TEXTO DA PÁGINA —
_____

ARACAJU/SE, 11 de maio de 2025 , 10:54:38

Sergipanidade e “Moeda Vencida”

Terça-feira, 24 de outubro. Dia da Sergipanidade, que, outrora, era feriado estadual. Mas, qual o sentido de dois feriados para celebrar a emancipação política sergipana? Um é bastante. Ficou o 8 de julho. A expressão sergipanidade leva-me a rememorar o acadêmico Luiz Antônio Barreto, um nome a figurar para sempre no panteão da cultura da terra de Tobias Barreto.

Estou em um voo, indo a Porto Alegre. Enfim, concluindo a leitura do romance “Moeda Vencida” de Francisco J. C. Dantas, o seu penúltimo livro, já que, com certeza, outros virão. Recebi o exemplar por especial deferência do autor, com a seguinte dedicatória: “Ao doutor, eclesiástico e escritor José Lima de Dores, lembrando a antiga amizade”. Deveras, a amizade entre nós, incluindo sua estimada esposa, a poeta Maria Lúcia Dal Farra, data de 1993, quando ele lançou o romance “Os Desvalidos”, sobre o qual, à época, eu escrevi um texto simplório. E que gratíssima amizade me une ao distinto casal!

_____

TAREFA PROPOSTA 1 — Diga se cada afirmação abaixo está de acordo com o texto sobre a Sergipanidade, respondendo sim ou não e citando as palavras do texto que decidem a questão. (a) O 24 de outubro continua sendo feriado estadual. (b) A leitura do romance foi concluída durante um voo para Porto Alegre. (c) “Moeda Vencida” é o último livro de Francisco J. C. Dantas.

DADOS FORNECIDOS —
_____

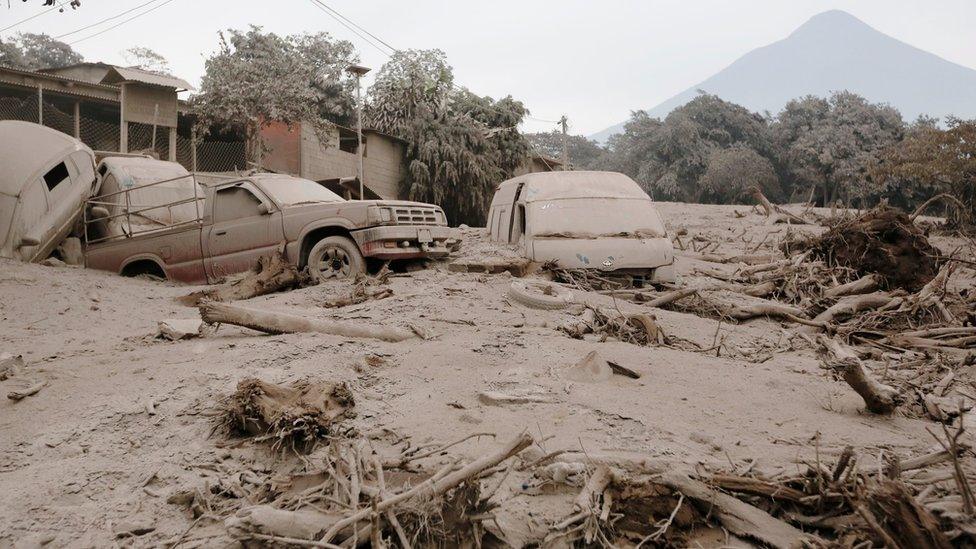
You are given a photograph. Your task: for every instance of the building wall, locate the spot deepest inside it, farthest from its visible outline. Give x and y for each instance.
(85, 73)
(382, 163)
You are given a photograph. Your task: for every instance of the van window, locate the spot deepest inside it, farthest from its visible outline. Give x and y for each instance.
(56, 175)
(235, 203)
(33, 208)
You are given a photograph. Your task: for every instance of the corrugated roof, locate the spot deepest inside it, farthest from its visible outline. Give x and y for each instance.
(117, 75)
(572, 184)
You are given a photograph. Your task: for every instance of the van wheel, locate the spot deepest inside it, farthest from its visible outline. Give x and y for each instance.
(335, 257)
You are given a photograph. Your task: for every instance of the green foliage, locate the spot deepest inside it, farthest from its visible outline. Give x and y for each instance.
(30, 51)
(147, 60)
(831, 144)
(459, 144)
(732, 171)
(257, 77)
(671, 158)
(711, 150)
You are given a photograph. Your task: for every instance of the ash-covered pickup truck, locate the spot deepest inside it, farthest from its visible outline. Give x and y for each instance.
(178, 228)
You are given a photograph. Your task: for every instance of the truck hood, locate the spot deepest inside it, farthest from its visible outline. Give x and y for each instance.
(605, 253)
(395, 203)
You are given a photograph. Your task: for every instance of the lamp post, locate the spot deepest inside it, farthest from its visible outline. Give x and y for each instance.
(359, 71)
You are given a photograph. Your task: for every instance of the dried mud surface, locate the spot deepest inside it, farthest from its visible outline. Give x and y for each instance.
(126, 420)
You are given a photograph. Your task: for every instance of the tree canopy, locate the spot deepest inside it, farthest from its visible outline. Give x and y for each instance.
(147, 60)
(29, 51)
(256, 77)
(583, 153)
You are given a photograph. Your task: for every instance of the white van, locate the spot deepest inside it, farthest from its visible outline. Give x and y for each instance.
(45, 178)
(584, 220)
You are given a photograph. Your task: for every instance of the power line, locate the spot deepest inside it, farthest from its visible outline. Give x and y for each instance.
(119, 24)
(26, 19)
(353, 23)
(105, 20)
(543, 120)
(336, 15)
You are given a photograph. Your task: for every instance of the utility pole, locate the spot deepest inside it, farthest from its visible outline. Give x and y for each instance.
(564, 122)
(359, 71)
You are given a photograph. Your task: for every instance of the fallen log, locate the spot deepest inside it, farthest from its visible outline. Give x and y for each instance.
(29, 390)
(271, 274)
(588, 498)
(879, 398)
(436, 486)
(756, 486)
(283, 323)
(774, 213)
(748, 259)
(862, 285)
(671, 297)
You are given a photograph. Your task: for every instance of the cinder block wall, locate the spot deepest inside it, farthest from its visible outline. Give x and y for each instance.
(382, 165)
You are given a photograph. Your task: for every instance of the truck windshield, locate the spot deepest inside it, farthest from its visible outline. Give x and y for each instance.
(291, 191)
(594, 217)
(7, 205)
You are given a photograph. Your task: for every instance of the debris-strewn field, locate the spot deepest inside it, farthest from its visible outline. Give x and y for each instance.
(727, 415)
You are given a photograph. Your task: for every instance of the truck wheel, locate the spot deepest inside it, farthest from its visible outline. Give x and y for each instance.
(335, 257)
(540, 295)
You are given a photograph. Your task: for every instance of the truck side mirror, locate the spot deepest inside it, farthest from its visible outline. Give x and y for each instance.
(28, 241)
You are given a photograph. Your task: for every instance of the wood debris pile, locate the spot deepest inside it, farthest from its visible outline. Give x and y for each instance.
(377, 489)
(296, 417)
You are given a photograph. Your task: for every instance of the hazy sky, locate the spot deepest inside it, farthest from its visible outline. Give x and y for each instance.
(594, 61)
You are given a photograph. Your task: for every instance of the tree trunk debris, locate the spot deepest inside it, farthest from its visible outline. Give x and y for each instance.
(283, 323)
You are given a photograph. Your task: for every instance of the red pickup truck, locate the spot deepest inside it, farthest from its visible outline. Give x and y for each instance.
(238, 220)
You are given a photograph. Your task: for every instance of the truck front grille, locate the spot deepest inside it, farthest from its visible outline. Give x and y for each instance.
(416, 216)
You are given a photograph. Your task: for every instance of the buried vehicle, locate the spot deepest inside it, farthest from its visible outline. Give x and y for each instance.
(584, 220)
(45, 178)
(186, 231)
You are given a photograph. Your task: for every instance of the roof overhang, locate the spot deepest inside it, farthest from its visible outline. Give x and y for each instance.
(59, 84)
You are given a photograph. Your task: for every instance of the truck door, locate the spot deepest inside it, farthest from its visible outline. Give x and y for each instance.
(246, 225)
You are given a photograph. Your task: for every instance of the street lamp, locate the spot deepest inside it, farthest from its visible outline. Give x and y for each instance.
(359, 71)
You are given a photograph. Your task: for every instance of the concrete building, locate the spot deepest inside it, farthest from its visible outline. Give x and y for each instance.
(538, 163)
(299, 151)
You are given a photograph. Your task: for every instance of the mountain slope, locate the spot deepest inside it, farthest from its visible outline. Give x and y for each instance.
(836, 51)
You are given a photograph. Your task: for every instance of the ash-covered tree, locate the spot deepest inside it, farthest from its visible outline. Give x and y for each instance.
(256, 78)
(146, 59)
(459, 144)
(732, 171)
(830, 145)
(930, 161)
(584, 154)
(31, 51)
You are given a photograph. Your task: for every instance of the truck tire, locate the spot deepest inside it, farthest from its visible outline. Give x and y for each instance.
(540, 295)
(335, 257)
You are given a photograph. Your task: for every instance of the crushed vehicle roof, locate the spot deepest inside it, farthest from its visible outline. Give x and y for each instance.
(576, 184)
(26, 147)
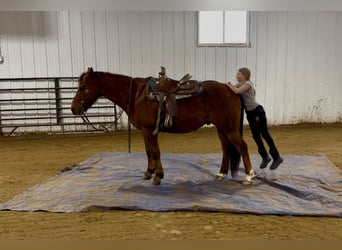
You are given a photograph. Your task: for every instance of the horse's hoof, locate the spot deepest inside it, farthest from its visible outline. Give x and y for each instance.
(147, 176)
(156, 181)
(219, 178)
(247, 182)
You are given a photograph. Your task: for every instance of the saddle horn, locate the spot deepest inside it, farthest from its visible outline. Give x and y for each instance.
(185, 78)
(162, 76)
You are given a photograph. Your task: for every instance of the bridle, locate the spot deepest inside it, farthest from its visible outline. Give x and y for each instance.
(87, 121)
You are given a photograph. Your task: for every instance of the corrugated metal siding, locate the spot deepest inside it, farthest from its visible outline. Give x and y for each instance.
(294, 57)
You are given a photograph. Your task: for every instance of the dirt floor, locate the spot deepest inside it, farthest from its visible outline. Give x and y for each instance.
(29, 159)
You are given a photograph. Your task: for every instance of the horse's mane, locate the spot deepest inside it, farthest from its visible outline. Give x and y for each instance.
(99, 74)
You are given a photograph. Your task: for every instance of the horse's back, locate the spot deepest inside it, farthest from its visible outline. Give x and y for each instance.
(223, 105)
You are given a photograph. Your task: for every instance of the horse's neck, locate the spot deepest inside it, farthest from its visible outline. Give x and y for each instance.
(116, 88)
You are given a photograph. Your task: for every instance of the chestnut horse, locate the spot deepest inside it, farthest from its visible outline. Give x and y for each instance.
(217, 105)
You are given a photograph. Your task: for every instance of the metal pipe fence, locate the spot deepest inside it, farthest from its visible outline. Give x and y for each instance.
(42, 105)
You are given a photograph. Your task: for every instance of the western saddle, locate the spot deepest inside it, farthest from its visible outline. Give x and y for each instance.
(166, 92)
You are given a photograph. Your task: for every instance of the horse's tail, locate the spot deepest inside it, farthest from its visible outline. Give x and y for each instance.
(235, 156)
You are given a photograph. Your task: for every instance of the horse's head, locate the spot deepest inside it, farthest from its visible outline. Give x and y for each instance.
(88, 92)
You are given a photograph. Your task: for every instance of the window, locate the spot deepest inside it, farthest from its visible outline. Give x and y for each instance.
(223, 28)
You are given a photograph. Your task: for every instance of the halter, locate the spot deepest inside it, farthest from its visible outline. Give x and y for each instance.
(86, 119)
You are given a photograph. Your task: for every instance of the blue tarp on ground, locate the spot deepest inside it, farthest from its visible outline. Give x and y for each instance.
(302, 185)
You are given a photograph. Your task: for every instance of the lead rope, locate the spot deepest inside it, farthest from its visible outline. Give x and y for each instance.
(128, 114)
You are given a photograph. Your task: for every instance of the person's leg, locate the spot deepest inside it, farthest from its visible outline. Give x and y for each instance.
(277, 160)
(256, 133)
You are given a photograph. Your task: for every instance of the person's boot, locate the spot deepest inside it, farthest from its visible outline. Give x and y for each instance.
(276, 163)
(264, 162)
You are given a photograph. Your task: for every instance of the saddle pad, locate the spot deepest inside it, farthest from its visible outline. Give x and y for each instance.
(302, 185)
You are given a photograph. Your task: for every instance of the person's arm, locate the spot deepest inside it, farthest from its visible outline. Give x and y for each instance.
(239, 90)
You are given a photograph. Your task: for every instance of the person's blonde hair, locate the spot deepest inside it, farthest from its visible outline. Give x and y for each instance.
(246, 73)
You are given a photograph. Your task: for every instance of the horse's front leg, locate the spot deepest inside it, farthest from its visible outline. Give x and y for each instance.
(153, 158)
(225, 158)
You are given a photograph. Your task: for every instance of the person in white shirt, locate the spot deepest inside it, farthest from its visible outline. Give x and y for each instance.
(256, 117)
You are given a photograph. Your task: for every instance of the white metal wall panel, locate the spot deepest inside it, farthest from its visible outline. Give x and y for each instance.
(190, 42)
(147, 55)
(76, 39)
(136, 52)
(179, 44)
(64, 40)
(113, 42)
(39, 46)
(125, 43)
(167, 43)
(100, 32)
(294, 56)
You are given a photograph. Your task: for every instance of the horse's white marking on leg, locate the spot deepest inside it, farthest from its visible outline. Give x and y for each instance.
(248, 178)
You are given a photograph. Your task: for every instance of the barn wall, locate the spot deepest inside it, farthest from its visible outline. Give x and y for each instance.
(295, 57)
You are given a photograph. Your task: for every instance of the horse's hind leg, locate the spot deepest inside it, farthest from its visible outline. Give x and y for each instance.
(153, 157)
(225, 158)
(236, 139)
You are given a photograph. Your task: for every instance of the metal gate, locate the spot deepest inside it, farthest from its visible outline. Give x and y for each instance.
(42, 105)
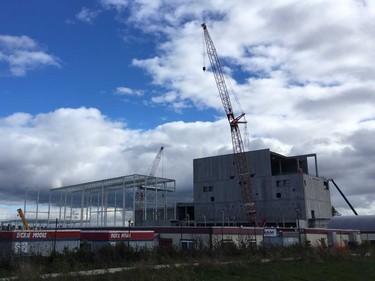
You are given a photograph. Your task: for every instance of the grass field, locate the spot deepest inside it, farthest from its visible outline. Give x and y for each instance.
(294, 263)
(361, 269)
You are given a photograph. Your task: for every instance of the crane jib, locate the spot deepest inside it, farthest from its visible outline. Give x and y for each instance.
(238, 147)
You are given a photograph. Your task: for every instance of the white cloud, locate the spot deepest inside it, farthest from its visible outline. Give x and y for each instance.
(86, 15)
(128, 92)
(117, 4)
(70, 146)
(21, 54)
(304, 72)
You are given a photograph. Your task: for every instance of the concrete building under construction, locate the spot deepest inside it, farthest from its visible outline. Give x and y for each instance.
(287, 190)
(139, 200)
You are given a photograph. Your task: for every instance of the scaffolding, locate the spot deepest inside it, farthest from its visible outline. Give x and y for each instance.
(138, 200)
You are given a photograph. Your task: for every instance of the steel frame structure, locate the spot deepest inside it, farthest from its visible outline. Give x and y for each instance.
(121, 201)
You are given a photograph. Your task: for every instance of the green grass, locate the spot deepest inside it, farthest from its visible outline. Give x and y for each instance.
(360, 269)
(229, 263)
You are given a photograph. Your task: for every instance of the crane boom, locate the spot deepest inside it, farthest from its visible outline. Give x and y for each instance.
(238, 147)
(23, 218)
(155, 164)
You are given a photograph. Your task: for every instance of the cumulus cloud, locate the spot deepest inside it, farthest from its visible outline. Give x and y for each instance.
(21, 54)
(303, 75)
(125, 91)
(86, 15)
(118, 4)
(302, 71)
(70, 146)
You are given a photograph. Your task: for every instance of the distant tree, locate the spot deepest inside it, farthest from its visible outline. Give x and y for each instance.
(335, 213)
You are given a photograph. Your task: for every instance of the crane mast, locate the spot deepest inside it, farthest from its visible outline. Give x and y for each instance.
(238, 147)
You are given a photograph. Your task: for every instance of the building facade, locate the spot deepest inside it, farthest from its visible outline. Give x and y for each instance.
(286, 192)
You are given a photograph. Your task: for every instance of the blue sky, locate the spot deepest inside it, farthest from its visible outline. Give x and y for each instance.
(92, 89)
(92, 51)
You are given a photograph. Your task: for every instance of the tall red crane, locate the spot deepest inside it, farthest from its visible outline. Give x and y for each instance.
(238, 147)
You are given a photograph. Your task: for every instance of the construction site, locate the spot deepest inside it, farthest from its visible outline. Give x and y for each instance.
(261, 195)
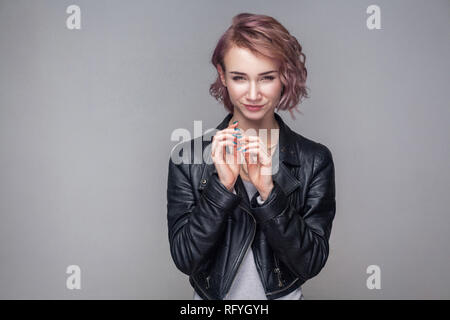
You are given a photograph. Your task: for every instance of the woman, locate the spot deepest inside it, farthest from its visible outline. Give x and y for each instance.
(254, 222)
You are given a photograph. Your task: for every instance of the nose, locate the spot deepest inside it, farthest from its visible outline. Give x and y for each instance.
(253, 92)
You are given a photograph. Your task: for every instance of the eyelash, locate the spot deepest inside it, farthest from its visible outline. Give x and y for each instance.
(267, 77)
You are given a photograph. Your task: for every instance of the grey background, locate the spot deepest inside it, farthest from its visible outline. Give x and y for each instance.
(86, 118)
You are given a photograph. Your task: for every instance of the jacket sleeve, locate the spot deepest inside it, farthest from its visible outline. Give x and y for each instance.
(300, 239)
(195, 226)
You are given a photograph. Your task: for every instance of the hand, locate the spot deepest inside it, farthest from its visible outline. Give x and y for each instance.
(259, 164)
(226, 164)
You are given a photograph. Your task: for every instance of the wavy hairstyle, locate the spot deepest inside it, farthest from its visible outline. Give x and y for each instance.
(264, 35)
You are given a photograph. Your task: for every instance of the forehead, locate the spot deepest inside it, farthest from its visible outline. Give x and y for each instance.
(243, 60)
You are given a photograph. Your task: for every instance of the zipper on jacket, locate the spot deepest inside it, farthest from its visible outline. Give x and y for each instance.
(207, 296)
(284, 289)
(278, 271)
(239, 261)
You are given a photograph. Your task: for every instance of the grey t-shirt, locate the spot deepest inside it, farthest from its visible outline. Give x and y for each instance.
(247, 283)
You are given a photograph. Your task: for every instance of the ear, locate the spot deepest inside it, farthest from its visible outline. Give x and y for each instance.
(221, 74)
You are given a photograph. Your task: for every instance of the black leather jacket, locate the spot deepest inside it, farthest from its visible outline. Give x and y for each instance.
(211, 228)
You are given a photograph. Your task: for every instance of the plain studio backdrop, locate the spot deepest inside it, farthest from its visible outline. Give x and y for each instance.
(86, 117)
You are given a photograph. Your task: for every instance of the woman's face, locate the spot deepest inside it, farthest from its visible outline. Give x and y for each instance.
(251, 81)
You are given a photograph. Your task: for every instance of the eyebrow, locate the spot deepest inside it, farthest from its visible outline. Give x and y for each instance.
(261, 74)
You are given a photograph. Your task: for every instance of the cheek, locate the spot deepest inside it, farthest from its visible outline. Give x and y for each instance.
(273, 90)
(236, 90)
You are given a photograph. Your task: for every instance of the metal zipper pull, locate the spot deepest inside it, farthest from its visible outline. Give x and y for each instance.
(278, 272)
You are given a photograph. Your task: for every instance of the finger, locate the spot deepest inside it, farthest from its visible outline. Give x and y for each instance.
(223, 137)
(221, 152)
(254, 154)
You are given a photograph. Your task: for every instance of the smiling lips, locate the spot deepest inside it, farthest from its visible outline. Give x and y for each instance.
(253, 107)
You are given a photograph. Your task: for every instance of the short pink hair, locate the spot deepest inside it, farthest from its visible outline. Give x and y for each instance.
(264, 35)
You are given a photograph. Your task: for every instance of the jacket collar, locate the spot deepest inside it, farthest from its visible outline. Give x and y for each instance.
(288, 154)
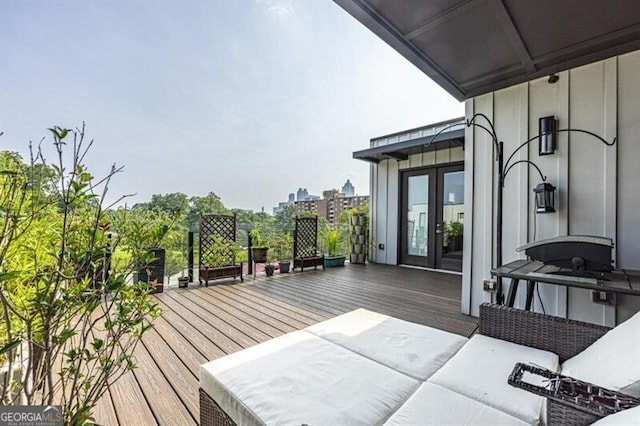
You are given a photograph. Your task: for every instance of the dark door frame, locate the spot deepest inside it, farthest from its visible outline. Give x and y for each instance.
(442, 262)
(434, 240)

_____

TAREFA PROPOSTA 2 — Conte quantas linhas dos registros contêm a palavra “metal”. Responda só com o número.

RESULTADO 1 —
(a) Não: “Dia da Sergipanidade, que, outrora, era feriado estadual”.
(b) Sim: “Estou em um voo, indo a Porto Alegre. Enfim, concluindo a leitura do romance”.
(c) Não: “o seu penúltimo livro”.

RESULTADO 2 — 5